Directive: Collect every line in the listing that contains the word "white", matching its case exactly.

Rows:

....

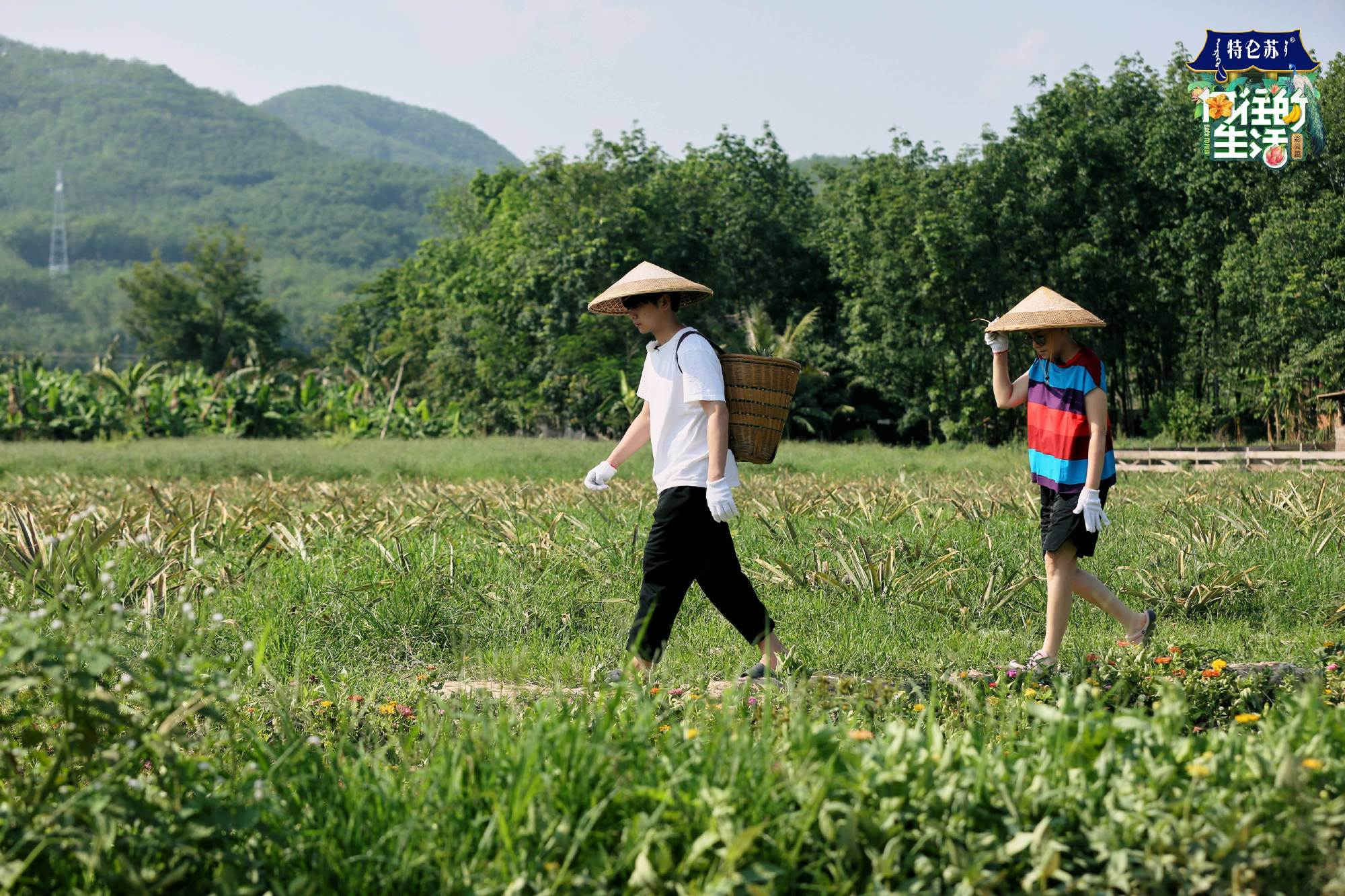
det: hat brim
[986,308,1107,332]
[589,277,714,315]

....

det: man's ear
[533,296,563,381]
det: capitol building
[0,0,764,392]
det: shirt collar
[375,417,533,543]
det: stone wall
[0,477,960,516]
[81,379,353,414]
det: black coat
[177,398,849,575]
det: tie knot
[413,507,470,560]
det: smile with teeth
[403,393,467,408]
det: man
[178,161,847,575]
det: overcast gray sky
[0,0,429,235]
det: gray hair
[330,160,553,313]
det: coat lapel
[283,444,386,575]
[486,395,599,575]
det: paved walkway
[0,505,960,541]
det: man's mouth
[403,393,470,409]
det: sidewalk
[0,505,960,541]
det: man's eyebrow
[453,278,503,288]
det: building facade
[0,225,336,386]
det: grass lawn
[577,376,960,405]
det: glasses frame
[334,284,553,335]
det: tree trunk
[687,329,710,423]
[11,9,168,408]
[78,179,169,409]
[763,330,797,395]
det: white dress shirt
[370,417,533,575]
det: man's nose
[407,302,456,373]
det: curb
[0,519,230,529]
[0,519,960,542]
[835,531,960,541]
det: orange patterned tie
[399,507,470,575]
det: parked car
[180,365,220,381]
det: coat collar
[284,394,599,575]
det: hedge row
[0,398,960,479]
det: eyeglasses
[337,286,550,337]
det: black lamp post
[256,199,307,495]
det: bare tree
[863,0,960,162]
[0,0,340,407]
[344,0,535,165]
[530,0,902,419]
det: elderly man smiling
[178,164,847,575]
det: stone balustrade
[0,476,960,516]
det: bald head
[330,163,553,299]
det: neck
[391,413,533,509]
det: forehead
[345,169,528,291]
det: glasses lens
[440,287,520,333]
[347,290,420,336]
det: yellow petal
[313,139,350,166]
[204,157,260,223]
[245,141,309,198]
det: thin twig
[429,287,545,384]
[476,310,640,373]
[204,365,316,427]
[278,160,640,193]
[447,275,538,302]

....

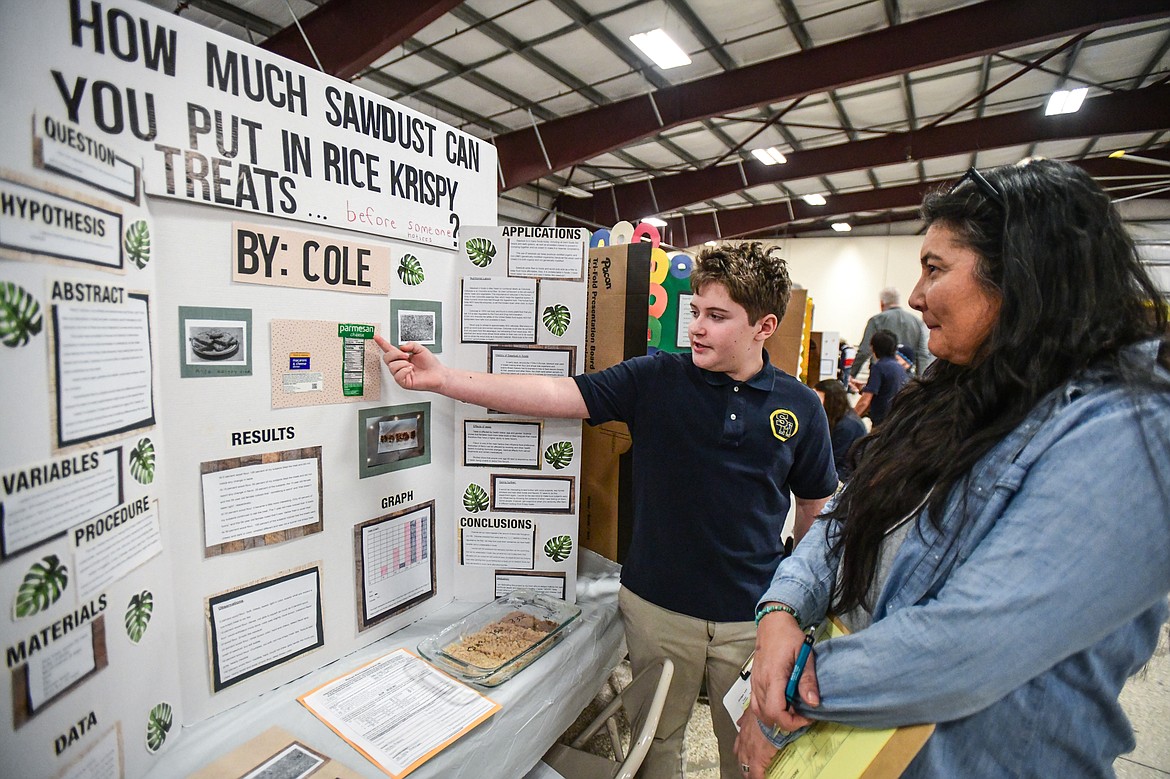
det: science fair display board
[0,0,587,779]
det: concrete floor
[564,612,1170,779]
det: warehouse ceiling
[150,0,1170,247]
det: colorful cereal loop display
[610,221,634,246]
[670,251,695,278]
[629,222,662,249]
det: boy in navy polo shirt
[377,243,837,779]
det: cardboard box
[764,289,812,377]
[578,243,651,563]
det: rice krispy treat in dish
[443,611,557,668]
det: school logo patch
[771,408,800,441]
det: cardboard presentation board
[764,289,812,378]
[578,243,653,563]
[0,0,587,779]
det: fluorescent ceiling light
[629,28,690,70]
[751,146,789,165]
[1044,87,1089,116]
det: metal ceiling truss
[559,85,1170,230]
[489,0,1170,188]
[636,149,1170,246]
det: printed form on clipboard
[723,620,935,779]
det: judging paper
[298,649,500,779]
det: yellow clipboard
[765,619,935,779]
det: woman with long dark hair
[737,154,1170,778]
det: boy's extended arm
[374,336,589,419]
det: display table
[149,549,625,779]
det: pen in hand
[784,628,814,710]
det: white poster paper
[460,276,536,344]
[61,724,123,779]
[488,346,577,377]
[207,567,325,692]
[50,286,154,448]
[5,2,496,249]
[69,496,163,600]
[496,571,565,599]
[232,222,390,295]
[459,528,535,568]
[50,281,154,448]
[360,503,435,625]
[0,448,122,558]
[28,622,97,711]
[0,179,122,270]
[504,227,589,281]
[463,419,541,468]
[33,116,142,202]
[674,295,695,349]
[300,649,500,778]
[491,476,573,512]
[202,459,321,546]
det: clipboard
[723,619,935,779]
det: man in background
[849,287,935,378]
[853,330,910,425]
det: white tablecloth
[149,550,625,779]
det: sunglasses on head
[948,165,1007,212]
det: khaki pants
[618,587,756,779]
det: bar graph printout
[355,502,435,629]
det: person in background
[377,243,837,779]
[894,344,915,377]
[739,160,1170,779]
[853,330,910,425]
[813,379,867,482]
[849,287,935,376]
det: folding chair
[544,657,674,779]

....

Finished exercise:
det: white dress shirt
det: white poster paper
det: white tablecloth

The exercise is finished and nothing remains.